Record set

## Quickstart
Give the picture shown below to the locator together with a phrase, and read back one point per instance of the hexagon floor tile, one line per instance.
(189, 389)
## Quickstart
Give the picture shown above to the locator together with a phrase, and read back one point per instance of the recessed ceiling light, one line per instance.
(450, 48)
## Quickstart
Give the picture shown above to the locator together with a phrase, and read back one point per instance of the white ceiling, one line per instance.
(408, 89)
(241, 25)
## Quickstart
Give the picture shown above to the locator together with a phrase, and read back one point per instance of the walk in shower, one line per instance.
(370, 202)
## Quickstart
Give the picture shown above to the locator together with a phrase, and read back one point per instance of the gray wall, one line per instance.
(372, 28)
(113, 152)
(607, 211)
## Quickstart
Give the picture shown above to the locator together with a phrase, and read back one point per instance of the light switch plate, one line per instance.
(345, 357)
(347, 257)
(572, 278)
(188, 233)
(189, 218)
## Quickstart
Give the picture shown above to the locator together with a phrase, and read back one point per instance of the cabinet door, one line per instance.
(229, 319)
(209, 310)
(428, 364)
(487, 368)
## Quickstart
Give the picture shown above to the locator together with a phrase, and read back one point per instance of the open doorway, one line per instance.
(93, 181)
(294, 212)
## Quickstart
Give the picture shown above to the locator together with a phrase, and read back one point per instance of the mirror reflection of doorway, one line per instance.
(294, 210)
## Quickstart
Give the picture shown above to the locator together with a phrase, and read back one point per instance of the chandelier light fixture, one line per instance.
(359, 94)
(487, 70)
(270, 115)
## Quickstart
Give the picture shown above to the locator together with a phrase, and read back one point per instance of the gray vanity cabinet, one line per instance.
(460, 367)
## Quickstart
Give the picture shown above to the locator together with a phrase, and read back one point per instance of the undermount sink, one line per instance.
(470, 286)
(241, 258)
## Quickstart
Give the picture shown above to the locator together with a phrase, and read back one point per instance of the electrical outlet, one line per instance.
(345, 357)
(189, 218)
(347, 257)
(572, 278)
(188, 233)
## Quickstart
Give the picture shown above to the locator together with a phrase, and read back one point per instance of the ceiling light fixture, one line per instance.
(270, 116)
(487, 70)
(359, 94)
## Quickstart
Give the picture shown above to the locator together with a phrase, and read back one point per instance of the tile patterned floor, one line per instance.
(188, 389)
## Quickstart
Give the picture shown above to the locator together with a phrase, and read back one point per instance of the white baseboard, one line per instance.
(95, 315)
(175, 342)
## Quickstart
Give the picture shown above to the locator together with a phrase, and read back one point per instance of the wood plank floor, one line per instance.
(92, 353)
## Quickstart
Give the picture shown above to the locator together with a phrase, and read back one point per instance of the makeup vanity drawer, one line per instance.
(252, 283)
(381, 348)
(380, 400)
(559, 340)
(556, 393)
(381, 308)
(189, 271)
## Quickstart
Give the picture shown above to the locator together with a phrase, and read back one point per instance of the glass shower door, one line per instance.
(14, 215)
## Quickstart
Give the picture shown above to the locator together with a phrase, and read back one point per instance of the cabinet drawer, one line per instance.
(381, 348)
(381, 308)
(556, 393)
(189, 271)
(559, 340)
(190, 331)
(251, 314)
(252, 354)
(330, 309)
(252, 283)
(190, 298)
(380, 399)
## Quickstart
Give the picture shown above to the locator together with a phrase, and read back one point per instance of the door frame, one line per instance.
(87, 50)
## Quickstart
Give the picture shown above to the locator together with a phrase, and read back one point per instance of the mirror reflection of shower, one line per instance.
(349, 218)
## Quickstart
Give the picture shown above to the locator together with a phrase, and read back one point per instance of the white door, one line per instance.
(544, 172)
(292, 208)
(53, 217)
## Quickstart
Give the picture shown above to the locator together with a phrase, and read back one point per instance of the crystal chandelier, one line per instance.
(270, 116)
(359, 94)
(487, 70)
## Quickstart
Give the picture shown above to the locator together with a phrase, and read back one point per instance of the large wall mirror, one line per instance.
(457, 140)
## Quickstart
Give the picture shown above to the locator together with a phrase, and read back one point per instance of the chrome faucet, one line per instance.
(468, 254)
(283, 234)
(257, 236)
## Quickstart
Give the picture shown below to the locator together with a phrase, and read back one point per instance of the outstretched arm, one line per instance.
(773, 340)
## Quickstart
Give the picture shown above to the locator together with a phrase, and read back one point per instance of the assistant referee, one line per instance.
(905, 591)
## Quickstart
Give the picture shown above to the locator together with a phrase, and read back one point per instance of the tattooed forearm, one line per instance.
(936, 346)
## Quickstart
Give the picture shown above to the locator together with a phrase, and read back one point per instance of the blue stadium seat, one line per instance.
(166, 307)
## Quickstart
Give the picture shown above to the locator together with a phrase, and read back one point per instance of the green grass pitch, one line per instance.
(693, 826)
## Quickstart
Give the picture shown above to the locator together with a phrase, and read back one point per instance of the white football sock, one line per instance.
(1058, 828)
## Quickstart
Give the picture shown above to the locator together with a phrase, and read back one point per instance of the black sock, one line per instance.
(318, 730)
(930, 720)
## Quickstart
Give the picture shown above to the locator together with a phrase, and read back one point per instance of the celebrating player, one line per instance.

What you are asked to do
Retype the records above exactly.

Task output
## Quickstart
Give the picture shown below to the locator together with a phrase, and read back one point per instance of the hexagon floor tile, one line per instance.
(189, 389)
## Quickstart
Give the picture shown above to the locator together with a phrase, and read back one point per instance of the recessed ceiling light, one line per instance.
(450, 48)
## Quickstart
Give the picture shown above to the locator together with a phrase, and read back one point per instance of the white ceiling, one line per instance.
(408, 89)
(241, 25)
## Quickstart
Give the picture shown above to the locator together with a phrase, and read back one point per instance of the walk in shower, one line per instance.
(370, 202)
## Quickstart
Give the picture shown above to the locator together with a phrase, and read back one point per instance of the gray wall, one line per instance.
(372, 28)
(113, 152)
(607, 211)
## Quickstart
Give the picture shown above to the locator together with a phrase, and read back one point per instance of the light switch plate, one line per instance.
(345, 357)
(347, 257)
(572, 278)
(188, 233)
(189, 218)
## Quickstart
Give the picture shown above to the locator together with a phrase, and read back one point per instance of the cabinet door, one line per instance.
(229, 319)
(209, 310)
(428, 364)
(487, 368)
## Quickstart
Give the picture shown above to the locator together with a phrase, and read back one point per instance of the open doorway, one line per instance.
(93, 181)
(294, 212)
## Quickstart
Give the picture shown above to the locator together with a phrase, and read back one point per instance of the mirror reflection of doorway, one line per instance.
(294, 210)
## Quickstart
Give the picture shown above to the locator together with a phrase, and read back one point per instance of the chandelier light fixture, one line per instance.
(359, 94)
(487, 70)
(270, 115)
## Quickstart
Give the picture shown above to the locator together with a phrase, and read back one point per instance of the gray vanity cabinet, one line per instance.
(460, 367)
## Quickstart
Give the picture shown above to the locator together with a phrase, and read back one point per instance of the undermount sink, one line per instance.
(470, 286)
(241, 258)
## Quickstart
Give the picture shown above to the locator together with a phrase, and read back one point per instance of the electrical outlet, one line per instance.
(345, 357)
(189, 218)
(347, 257)
(572, 278)
(188, 233)
## Quickstart
Give the picture shown above to the locator together with a phrase, and read back one point per instance of the ceiling light fixture, one line per instance.
(270, 116)
(487, 70)
(359, 94)
## Quickstart
Give the picture shown above to the locator together with a phrase, and read back one point per instance of the tile patterned floor, one line per instance.
(188, 389)
## Quickstart
Give the picture shown above to the locator together with a phrase, and read back one point per instance of the white baseboard, one line per instance.
(95, 315)
(175, 342)
## Quickstart
Give the picture shown above to the locator together with a phrase, and read back one point per instance of the wood plank floor, one line per instance.
(92, 353)
## Quickstart
Give the picture shown above to the locator together with a phrase, and read back one point per instance of the makeup vanity drawer, one line per instance.
(252, 283)
(381, 348)
(380, 400)
(559, 340)
(556, 393)
(381, 308)
(189, 271)
## Quickstart
Give the picture shown above to the locator together with a phrase, and read back one point per instance of the glass shower door, one line per instance.
(14, 215)
## Quickstart
Give the picture shown above to the locator together with a phrase, and read back one point per instance of the cabinet drawer, one line per instance.
(381, 348)
(381, 308)
(556, 393)
(189, 271)
(559, 340)
(190, 331)
(251, 314)
(252, 354)
(330, 309)
(252, 283)
(190, 298)
(380, 399)
## Quickstart
Give the picture shown above to the locator together with a phrase, and read back one point per instance of the door frame, one line per instance.
(87, 50)
## Quickstart
Give the picture shown above to the locator together with a phrase, and read back one point per instance of the mirror reflection of shower, one line per instance.
(349, 218)
## Quickstart
Give the picture shown above to the locator together with a phrase, and read back one point per instance of the white door, one line per instance.
(544, 172)
(292, 208)
(53, 217)
## Quickstart
Give the picture shown above to the locator together with a phrase, and read back one point per instance of the crystal chandelier, one line per instance.
(270, 116)
(359, 94)
(487, 70)
## Quickstart
Give the picture shown above to the locator together with a phrase, and read back one point per instance of the large wall mirror, one line per instance.
(457, 140)
## Quickstart
Give the picture shown above to the locator together with a phrase, and read back one point per instance of the chrome faucet, one line per instance.
(468, 254)
(283, 234)
(257, 236)
## Quickstart
Give the picture shown below to the locator together with a phrase, and read back one point per instance of the outstretched arm, one line per instance.
(773, 340)
## Quickstart
Give the picture shown above to the locator together with a phrase, and read back one point per instance of the assistant referee, one line per instance.
(905, 591)
## Quickstart
Give the picture shown above to the locator together with a phrase, and read back one point per instance of the tattooed forearm, one line per instance.
(936, 346)
## Quickstart
Give the picture shown above to the locator together with a phrase, and read back one point per instance of the blue stadium seat, one line per instance.
(166, 307)
## Quickstart
Give the picture shown above to the locator together with a phrase, and read back one point per instance of the green grass pitch, one line per instance.
(693, 826)
## Quickstart
Give the picture shown above to the locator together with a phrase, and read back one point per instance of the white football sock, one line per instance.
(1058, 828)
## Quickstart
Give the picture shown above to the locator together with a phrase, and read back one point per instance of the black sock, one line per instance.
(318, 730)
(930, 720)
## Quickstart
Give the picture shown above to the locator together with a phrase, and read back one point per instance of the celebrating player, one line per instance.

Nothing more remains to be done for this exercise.